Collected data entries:

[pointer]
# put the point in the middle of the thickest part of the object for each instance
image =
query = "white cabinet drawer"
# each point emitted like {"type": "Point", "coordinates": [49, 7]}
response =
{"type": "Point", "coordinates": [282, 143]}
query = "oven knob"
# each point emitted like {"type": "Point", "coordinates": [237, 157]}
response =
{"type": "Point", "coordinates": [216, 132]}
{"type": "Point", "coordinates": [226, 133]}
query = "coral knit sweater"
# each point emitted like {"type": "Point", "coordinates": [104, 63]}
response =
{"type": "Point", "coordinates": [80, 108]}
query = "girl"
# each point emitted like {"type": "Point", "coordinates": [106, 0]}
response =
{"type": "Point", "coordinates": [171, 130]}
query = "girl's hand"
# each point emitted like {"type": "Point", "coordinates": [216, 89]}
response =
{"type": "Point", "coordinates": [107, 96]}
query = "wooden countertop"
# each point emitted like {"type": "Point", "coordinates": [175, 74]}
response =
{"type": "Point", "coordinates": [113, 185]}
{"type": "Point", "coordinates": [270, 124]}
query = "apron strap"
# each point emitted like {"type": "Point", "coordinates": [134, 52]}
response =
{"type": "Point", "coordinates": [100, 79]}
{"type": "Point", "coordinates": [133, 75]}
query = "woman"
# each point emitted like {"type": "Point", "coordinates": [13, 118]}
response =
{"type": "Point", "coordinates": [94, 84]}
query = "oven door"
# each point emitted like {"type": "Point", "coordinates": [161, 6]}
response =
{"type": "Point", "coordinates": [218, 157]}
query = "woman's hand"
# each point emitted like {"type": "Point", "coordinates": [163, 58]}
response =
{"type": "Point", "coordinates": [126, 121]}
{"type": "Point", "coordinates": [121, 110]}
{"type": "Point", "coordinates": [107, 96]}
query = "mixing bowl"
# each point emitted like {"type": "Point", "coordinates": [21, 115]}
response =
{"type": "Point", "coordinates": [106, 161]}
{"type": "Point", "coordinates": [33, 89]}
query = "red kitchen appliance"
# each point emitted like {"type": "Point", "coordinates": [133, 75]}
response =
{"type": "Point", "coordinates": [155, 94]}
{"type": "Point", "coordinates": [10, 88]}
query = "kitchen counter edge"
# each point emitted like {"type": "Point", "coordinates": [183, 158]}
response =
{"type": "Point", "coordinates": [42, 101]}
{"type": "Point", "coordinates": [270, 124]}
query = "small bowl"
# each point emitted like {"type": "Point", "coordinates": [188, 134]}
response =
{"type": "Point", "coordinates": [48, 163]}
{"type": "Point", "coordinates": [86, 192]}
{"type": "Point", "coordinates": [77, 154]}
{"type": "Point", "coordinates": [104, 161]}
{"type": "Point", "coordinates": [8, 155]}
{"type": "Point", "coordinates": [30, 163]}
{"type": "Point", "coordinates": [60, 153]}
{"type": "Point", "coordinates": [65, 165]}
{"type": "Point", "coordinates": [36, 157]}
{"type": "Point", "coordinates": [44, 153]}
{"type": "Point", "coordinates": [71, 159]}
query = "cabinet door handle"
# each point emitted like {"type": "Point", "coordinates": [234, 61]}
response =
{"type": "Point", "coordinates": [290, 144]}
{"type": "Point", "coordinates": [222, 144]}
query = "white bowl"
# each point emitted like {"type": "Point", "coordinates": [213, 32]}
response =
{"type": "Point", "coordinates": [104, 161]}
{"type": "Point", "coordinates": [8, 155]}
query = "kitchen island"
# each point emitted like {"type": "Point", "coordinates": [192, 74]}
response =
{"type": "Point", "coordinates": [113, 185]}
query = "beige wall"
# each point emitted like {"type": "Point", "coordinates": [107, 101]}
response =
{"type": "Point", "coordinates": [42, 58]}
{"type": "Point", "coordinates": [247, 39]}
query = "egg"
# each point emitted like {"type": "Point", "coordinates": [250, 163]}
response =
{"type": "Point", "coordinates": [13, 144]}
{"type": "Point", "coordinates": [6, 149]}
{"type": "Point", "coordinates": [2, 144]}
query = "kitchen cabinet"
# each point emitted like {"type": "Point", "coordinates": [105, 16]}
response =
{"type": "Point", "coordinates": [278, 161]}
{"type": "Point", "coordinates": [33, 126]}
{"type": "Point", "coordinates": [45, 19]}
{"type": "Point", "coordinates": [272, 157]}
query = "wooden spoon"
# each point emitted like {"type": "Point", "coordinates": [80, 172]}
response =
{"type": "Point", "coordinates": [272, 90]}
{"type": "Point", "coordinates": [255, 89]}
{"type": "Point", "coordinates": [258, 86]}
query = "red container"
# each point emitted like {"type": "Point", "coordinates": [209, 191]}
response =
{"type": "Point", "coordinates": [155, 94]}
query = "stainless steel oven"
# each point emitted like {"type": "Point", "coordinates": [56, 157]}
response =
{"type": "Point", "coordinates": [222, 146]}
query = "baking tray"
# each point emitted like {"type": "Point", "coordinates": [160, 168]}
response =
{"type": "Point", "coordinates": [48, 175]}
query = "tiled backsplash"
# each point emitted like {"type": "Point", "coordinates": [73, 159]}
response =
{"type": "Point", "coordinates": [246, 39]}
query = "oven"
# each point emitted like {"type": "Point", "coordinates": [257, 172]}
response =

=== Work required ===
Set down the listing in full, keeping every word exactly as it is.

=== Response ===
[pointer]
# put the point in the middle of the thickest part of the object for each instance
image =
query = "white cabinet drawer"
# each point emitted like {"type": "Point", "coordinates": [49, 7]}
response =
{"type": "Point", "coordinates": [282, 143]}
query = "oven knob"
# each point emitted like {"type": "Point", "coordinates": [237, 157]}
response =
{"type": "Point", "coordinates": [216, 132]}
{"type": "Point", "coordinates": [226, 133]}
query = "coral knit sweater"
# each point emitted like {"type": "Point", "coordinates": [104, 63]}
response =
{"type": "Point", "coordinates": [80, 108]}
query = "girl"
# each point emitted like {"type": "Point", "coordinates": [106, 0]}
response =
{"type": "Point", "coordinates": [171, 130]}
query = "girl's hand"
# each point emitted like {"type": "Point", "coordinates": [216, 89]}
response =
{"type": "Point", "coordinates": [107, 96]}
query = "wooden countertop"
# each point emitted like {"type": "Point", "coordinates": [175, 74]}
response =
{"type": "Point", "coordinates": [113, 185]}
{"type": "Point", "coordinates": [270, 124]}
query = "apron strap"
# each point emitted like {"type": "Point", "coordinates": [134, 52]}
response =
{"type": "Point", "coordinates": [100, 79]}
{"type": "Point", "coordinates": [133, 75]}
query = "woman"
# each point emitted like {"type": "Point", "coordinates": [13, 118]}
response =
{"type": "Point", "coordinates": [94, 84]}
query = "oven door"
# each point emitted like {"type": "Point", "coordinates": [161, 6]}
response =
{"type": "Point", "coordinates": [218, 157]}
query = "woman's hand"
# each point emitted like {"type": "Point", "coordinates": [163, 58]}
response =
{"type": "Point", "coordinates": [126, 121]}
{"type": "Point", "coordinates": [121, 110]}
{"type": "Point", "coordinates": [107, 96]}
query = "mixing bowl"
# each point emitted like {"type": "Point", "coordinates": [21, 115]}
response =
{"type": "Point", "coordinates": [106, 161]}
{"type": "Point", "coordinates": [33, 89]}
query = "red kitchen appliance"
# each point emitted like {"type": "Point", "coordinates": [133, 75]}
response =
{"type": "Point", "coordinates": [155, 94]}
{"type": "Point", "coordinates": [10, 88]}
query = "kitchen counter edge"
# each point emitted like {"type": "Point", "coordinates": [183, 158]}
response =
{"type": "Point", "coordinates": [42, 101]}
{"type": "Point", "coordinates": [270, 124]}
query = "small bowl"
# each point emitted like {"type": "Point", "coordinates": [188, 134]}
response =
{"type": "Point", "coordinates": [48, 163]}
{"type": "Point", "coordinates": [86, 192]}
{"type": "Point", "coordinates": [77, 154]}
{"type": "Point", "coordinates": [104, 161]}
{"type": "Point", "coordinates": [8, 155]}
{"type": "Point", "coordinates": [30, 163]}
{"type": "Point", "coordinates": [60, 153]}
{"type": "Point", "coordinates": [65, 165]}
{"type": "Point", "coordinates": [36, 157]}
{"type": "Point", "coordinates": [44, 153]}
{"type": "Point", "coordinates": [71, 159]}
query = "cabinet door handle"
# each point emitted like {"type": "Point", "coordinates": [234, 61]}
response =
{"type": "Point", "coordinates": [290, 144]}
{"type": "Point", "coordinates": [222, 144]}
query = "white bowl"
# each point emitted like {"type": "Point", "coordinates": [213, 32]}
response =
{"type": "Point", "coordinates": [104, 161]}
{"type": "Point", "coordinates": [8, 155]}
query = "kitchen island"
# each point emitted like {"type": "Point", "coordinates": [192, 74]}
response =
{"type": "Point", "coordinates": [113, 185]}
query = "beige wall"
# each point emitted like {"type": "Point", "coordinates": [107, 101]}
response =
{"type": "Point", "coordinates": [42, 58]}
{"type": "Point", "coordinates": [247, 39]}
query = "egg"
# each point emitted like {"type": "Point", "coordinates": [250, 163]}
response =
{"type": "Point", "coordinates": [13, 144]}
{"type": "Point", "coordinates": [6, 149]}
{"type": "Point", "coordinates": [2, 144]}
query = "kitchen cabinet"
# each point emitted like {"type": "Point", "coordinates": [105, 16]}
response =
{"type": "Point", "coordinates": [278, 161]}
{"type": "Point", "coordinates": [33, 126]}
{"type": "Point", "coordinates": [45, 19]}
{"type": "Point", "coordinates": [272, 157]}
query = "wooden spoon"
# each point emitted like {"type": "Point", "coordinates": [80, 172]}
response =
{"type": "Point", "coordinates": [272, 90]}
{"type": "Point", "coordinates": [255, 89]}
{"type": "Point", "coordinates": [258, 86]}
query = "red container"
# each point emitted like {"type": "Point", "coordinates": [209, 191]}
response =
{"type": "Point", "coordinates": [155, 94]}
query = "stainless steel oven"
# each point emitted like {"type": "Point", "coordinates": [56, 157]}
response =
{"type": "Point", "coordinates": [222, 146]}
query = "baking tray"
# each point emitted like {"type": "Point", "coordinates": [160, 168]}
response =
{"type": "Point", "coordinates": [48, 175]}
query = "tiled backsplash"
# each point emitted like {"type": "Point", "coordinates": [73, 159]}
response =
{"type": "Point", "coordinates": [246, 39]}
query = "oven"
# each point emitted like {"type": "Point", "coordinates": [257, 172]}
response =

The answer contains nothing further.